Environmental quality in Asia has significantly declined over the past 60 years because of rapid urbanization, a changing population structure, and high demand for resources, goods, and services. Although there has been increasing policy intervention in Asia, implementation has often been ineffective and lacked a scientific basis.

Identifying and implementing policies that are effective at improving environmental quality while sustaining development gains can be challenging. The region’s dynamic setting and changing economic conditions require flexible policies—such as market-based instruments—that enable firms and individuals to make decisions that can benefit the environment and society.

Market-based instruments for environmental management are policy interventions that provide incentives for producers and consumers to change behavior, more efficiently use resources, and reduce their negative environmental impacts. These economic instruments can be more cost-effective and flexible than traditional regulations on environmental protection. They are also dynamic and create incentives to innovate and achieve the least cost for reducing pollution.

This explainer is based on an Asian Development Bank study, Greening Markets: Market-Based Approaches for Environmental Management in Asia. It provides an overview and assesses the suitability of using different market-based instruments to address air quality, water, and waste management in the region. It also provides recommendations on how a market-based approach can be used for more efficient and effective environmental management.

What are the advantages of a market-based approach over direct regulation?

Previous experience suggests that relying heavily on direct regulation is not optimal in some sectors as firms cannot make use of technological and management opportunities to reduce pollution at a lower cost. Compared to measures that directly control emissions, technologies, or production decisions, interventions that count on markets and prices are likely to steer decisions toward more efficient outcomes.

* **INFORMATION SUPPLIED**:
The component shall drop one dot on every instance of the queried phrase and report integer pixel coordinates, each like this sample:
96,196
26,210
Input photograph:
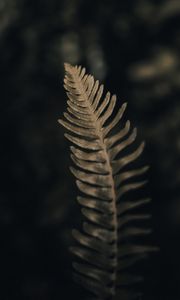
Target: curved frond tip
105,250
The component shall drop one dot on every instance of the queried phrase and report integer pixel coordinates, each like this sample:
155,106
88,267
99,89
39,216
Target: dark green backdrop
131,46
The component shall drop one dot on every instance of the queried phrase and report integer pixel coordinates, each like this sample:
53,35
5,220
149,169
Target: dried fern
104,256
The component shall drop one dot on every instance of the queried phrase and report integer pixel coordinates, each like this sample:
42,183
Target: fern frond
105,256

* **GOAL OF THE EXERCISE**: Keep writing the passage about market-based environmental policy in Asia, picking up right after its last sentence. The entries have nothing to do with what comes next.

* **OUTPUT BELOW**:
Table 1: A Simplified Taxonomy of Policy Instruments

Type Policy Instrument
Command and control Bans, technology standards, performance standards, and penalties for noncompliance
Market-based instruments Pollution taxes, fees, or charges
Water pricing
Subsidies or subsidy reduction
Tradable permits
Hybrid policies, such as deposit-refund schemes
Payments for ecosystem services

Source: T. Sterner and J. Coria. 2012. Policy Instruments for Environmental and Natural Resource Management. New York: RFF Press.

Market-based instruments have several appealing characteristics. They promote flexibility in finding solutions to improve resource use and environmental quality as well as create incentives to minimize the costs of achieving environmental goals. They also cultivate innovation, creating dynamic pressures that make implementing improvements for environmental sustainability cheaper over time. If properly designed and implemented, these approaches allow any amount of pollution reduction at the lowest cost to society and have the potential to facilitate even greater reductions in emissions compared to standards set by command-and-control regulations.

Market-based instruments, such as environmental taxes and tradable permit markets, create opportunities to raise government revenues. They can also improve decision-making by disclosing information about markets and raising people’s awareness of the environmental impacts of their actions.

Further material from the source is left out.